- Excerpted data -
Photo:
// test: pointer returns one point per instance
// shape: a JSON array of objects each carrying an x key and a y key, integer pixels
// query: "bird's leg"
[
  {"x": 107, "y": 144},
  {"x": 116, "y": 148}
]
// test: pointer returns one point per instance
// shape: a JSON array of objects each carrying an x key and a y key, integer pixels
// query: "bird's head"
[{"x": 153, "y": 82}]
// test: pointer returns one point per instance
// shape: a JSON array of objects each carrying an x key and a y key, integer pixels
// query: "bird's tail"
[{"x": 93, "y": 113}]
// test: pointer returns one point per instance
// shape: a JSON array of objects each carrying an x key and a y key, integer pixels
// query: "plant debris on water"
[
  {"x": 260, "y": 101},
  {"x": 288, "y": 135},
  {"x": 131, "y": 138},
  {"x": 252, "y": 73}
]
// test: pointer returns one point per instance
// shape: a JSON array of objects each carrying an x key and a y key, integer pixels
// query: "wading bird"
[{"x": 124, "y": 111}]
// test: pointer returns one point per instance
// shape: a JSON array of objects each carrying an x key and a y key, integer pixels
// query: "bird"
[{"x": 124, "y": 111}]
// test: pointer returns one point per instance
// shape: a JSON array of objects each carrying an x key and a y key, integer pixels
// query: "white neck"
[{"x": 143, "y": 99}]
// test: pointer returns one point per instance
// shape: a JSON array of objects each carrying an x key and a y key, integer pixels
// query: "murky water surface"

- Work item -
Please transcribe the material above precisely as it stands.

- Answer for the task -
Photo:
// test: pointer returns one point per instance
// shape: a JSON array of objects each carrying an x key and a y key, integer pixels
// query: "bird's leg"
[
  {"x": 107, "y": 144},
  {"x": 116, "y": 148}
]
// test: pointer returns one point per instance
// shape: a JSON array of objects each carrying an x key and a y key, integer pixels
// query: "bird's head"
[{"x": 153, "y": 82}]
// test: pointer returns one point per instance
// shape: a JSON array of objects each carrying an x key and a y key, integer pixels
// query: "bird's tail"
[{"x": 93, "y": 113}]
// test: pointer returns one point per instance
// shape: a JSON array of objects each carrying an x key and a y key, integer pixels
// query: "plant debris on water"
[
  {"x": 260, "y": 101},
  {"x": 288, "y": 135},
  {"x": 131, "y": 138},
  {"x": 252, "y": 73}
]
// test: pointer returns one point per instance
// shape: a JSON array of objects each carrying an x key and a y key, integer pixels
// query: "wading bird"
[{"x": 124, "y": 111}]
// test: pointer returns one point per instance
// shape: a JSON array of objects each carrying an x key and a y key, integer pixels
// query: "bird"
[{"x": 124, "y": 111}]
// test: pointer returns one point per instance
// shape: a JSON array of objects each carrying an x key and a y key, integer pixels
// query: "white neck"
[{"x": 143, "y": 99}]
// test: pointer returns one point per instance
// shape: a JSON array of objects each carrying an x key and a y key, integer pixels
// query: "murky water surface"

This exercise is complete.